Records from a collection

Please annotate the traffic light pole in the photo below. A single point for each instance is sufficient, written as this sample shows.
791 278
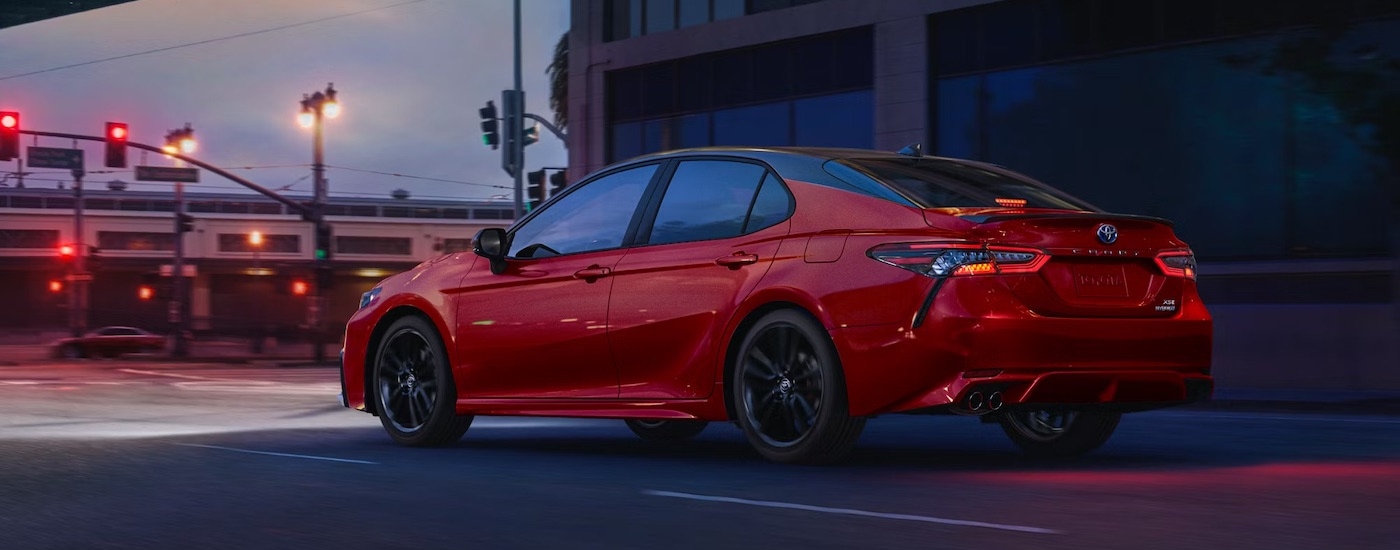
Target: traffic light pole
514 123
315 304
77 283
179 346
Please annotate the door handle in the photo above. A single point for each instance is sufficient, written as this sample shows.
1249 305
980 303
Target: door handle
738 261
591 273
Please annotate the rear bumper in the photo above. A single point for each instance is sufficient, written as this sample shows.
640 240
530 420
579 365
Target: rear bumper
986 342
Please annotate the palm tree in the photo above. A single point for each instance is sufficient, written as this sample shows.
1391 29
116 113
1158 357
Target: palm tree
557 72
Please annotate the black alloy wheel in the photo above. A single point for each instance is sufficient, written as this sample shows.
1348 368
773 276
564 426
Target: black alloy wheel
790 392
1059 433
667 430
415 392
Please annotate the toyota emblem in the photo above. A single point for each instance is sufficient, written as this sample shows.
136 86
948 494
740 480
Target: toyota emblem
1108 234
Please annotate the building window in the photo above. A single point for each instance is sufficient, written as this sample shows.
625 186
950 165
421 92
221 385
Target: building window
30 238
273 244
627 18
1248 164
812 91
135 241
375 245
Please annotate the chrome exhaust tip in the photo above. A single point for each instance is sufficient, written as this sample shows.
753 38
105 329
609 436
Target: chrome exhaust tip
976 400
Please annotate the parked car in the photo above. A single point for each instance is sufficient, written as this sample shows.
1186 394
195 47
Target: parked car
797 293
109 342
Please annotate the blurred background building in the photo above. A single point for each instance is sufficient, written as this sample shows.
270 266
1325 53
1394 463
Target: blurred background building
1267 129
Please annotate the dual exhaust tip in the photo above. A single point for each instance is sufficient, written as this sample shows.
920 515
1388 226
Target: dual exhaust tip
977 402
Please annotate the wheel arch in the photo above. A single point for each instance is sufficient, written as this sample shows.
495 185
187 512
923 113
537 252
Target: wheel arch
737 336
377 335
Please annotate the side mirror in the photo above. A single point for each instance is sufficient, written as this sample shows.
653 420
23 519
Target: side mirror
490 244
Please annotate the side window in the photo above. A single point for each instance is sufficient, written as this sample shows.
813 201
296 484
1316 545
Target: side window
592 217
706 200
770 207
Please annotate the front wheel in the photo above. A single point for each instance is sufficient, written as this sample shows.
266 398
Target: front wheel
415 393
1059 433
667 430
790 392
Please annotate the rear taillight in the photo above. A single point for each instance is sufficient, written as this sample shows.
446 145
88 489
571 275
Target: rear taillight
958 261
1178 263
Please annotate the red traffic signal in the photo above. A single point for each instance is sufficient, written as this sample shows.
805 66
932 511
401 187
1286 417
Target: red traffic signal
9 135
116 135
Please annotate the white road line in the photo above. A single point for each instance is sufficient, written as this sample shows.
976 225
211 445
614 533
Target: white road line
850 511
1316 419
175 375
279 454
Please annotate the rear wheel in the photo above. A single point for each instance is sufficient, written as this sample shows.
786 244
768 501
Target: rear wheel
1059 433
415 392
667 430
790 392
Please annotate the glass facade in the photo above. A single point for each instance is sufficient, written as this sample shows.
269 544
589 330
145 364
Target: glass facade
812 91
627 18
1250 164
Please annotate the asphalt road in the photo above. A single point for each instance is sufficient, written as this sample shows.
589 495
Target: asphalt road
130 455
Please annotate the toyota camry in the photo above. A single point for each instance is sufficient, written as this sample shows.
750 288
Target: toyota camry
795 293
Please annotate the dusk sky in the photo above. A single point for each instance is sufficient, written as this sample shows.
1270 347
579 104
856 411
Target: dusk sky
410 76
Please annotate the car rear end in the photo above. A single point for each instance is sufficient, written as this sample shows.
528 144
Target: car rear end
1039 298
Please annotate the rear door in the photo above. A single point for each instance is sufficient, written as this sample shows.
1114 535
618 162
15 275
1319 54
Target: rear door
707 241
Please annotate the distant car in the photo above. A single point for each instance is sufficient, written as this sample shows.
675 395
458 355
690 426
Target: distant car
797 293
109 342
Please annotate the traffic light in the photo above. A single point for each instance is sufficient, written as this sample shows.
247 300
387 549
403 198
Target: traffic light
67 254
322 241
116 136
94 259
490 130
557 182
9 135
534 188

REQUIRED WORK - Copy every one of the entries above line for line, omitting the pictures.

FULL OUTPUT -
Please annotate the traffic light pole in the photo below. A single point for each instance is sufficient, written as this sample shows.
791 278
Target: traffic light pole
514 123
315 304
77 283
179 346
Please annotate the door handle in the photo above. A single point for each instance is sufficient, written as this sample shows.
1249 305
980 303
Target: door handle
738 261
591 273
Please annotate the rear bumper in the photo above. A single point for each instance is sufficient, written as this sample shows.
640 240
530 420
579 365
Target: rear bumper
986 342
Please annotate the palm tree in the photo above. A single point for each instance is sufficient, written as this sample shows.
1391 29
116 113
1158 357
Target: palm tree
557 72
Please annotate the black alloy wheel in the photo above. A single point for each instance is sufficient, written as this sample shows.
1348 368
773 276
564 426
Target: black alloy wheel
790 392
1059 433
667 430
415 392
Please annotate the toyota emblem in the photo above. A single point for each instance is sufficient, written as this sample shows.
136 86
948 494
740 480
Target: toyota emblem
1108 234
Please annotate the building window in the photo above. A single point for each instance is sufficient, written as this sample shows.
625 186
950 165
421 92
221 385
Target: building window
30 238
273 244
627 18
1248 164
812 91
135 241
375 245
Please annotate the chrome exhaust tip in the photo above. A single point for each instance is sufficient, written as this sample shows.
753 38
105 329
609 436
Target: chrome exhaust tip
976 400
Please annotate the parked car in the photo above. A single point for each instance is sufficient, written as this sample shows.
1186 394
195 47
Target: parked car
797 293
109 342
Please annotate the blurred background building in the photo above. A single point for each instance is sufficient, written as this sample shows.
270 266
1325 53
1394 463
Target: blurred background building
1267 129
Please annotate the dual exhaust tip in the photo above. A single point for each instance is sufficient, written as this sample shows.
920 515
1388 226
Target: dual exhaust tip
977 402
Please annotate the wheel arch in the photo above. A single point for each instance is sufficient, written as this sample shows.
495 185
187 512
923 113
537 252
Target: wheel arch
737 336
377 335
Please annotate the side mirror in the photo above. A single point for each instance is sufficient, written as this sample shows.
653 420
23 519
Target: side mirror
490 244
Please annotate the side window in the photo above. A single point for each instance is sufficient, written as this sample shows.
813 201
296 484
1316 545
Target: side window
592 217
706 200
770 207
Please annotate the front wheel in the photo above. A single point for each instance is sufficient, written as this sample shows.
266 398
Target: front wheel
415 393
1059 433
667 430
790 392
Please annotate the rear taillight in the photo above. A single point for each instance is sufficient, written as this sample shows.
446 145
88 489
571 275
Target: rear taillight
958 261
1178 263
Please annotate the red traffic signal in the photo above. A single point for each instance is sufficient, written as this sample shows.
805 66
932 511
401 187
1286 417
Target: red traffic signal
9 135
116 135
Please annotate the white road line in the photo above. A single point for each instance is sufficient, written as this sample shows.
976 225
211 445
614 533
Target: white road line
850 511
1316 419
175 375
279 454
Please annotate the rear wheel in the photo above. A single point for each instance is sufficient, written as this sample shows.
786 244
768 501
Target: rear wheel
1059 433
415 392
667 430
790 392
Please annotate the glass facade in the photo above. A single point for each instance is sufficient, written as this sample shows.
269 544
589 330
145 364
Target: glass facade
812 91
627 18
1250 164
Please annotate the asphalt road in the photo above. A single point for each instance is sufficient, written as this sample shows.
589 495
Target: asphalt road
130 455
Please annotate the toyota camry in the photo above. A single point for each instance is sufficient, written as this sample shows.
750 288
Target: toyota camry
795 293
Please annotate the dusk sky in the photo above. A single point for each instance is sufficient, written as this sample shows.
1270 347
579 104
856 411
Target: dusk sky
410 76
Please annotate the car rear end in the photo above. A single point for each instance is sufficient, written as this sample shows.
528 144
Target: car rear end
1039 298
Please annotate the rear door in the photo above. A single point for each instance is sufficient, written as this sample shows.
1114 535
618 162
15 275
1319 54
Target: rear door
707 241
Please annotate the distant car in the photo above. A single point for each instance is sufficient, written as this sample shows.
675 395
458 355
690 426
Target: distant car
797 293
109 342
Please annotate the traffic light in the photo above. A single point for each instance is sufficient, written as this sample shows.
247 300
387 549
403 198
Target: traffic light
67 254
322 241
116 136
94 259
490 130
557 182
9 135
534 188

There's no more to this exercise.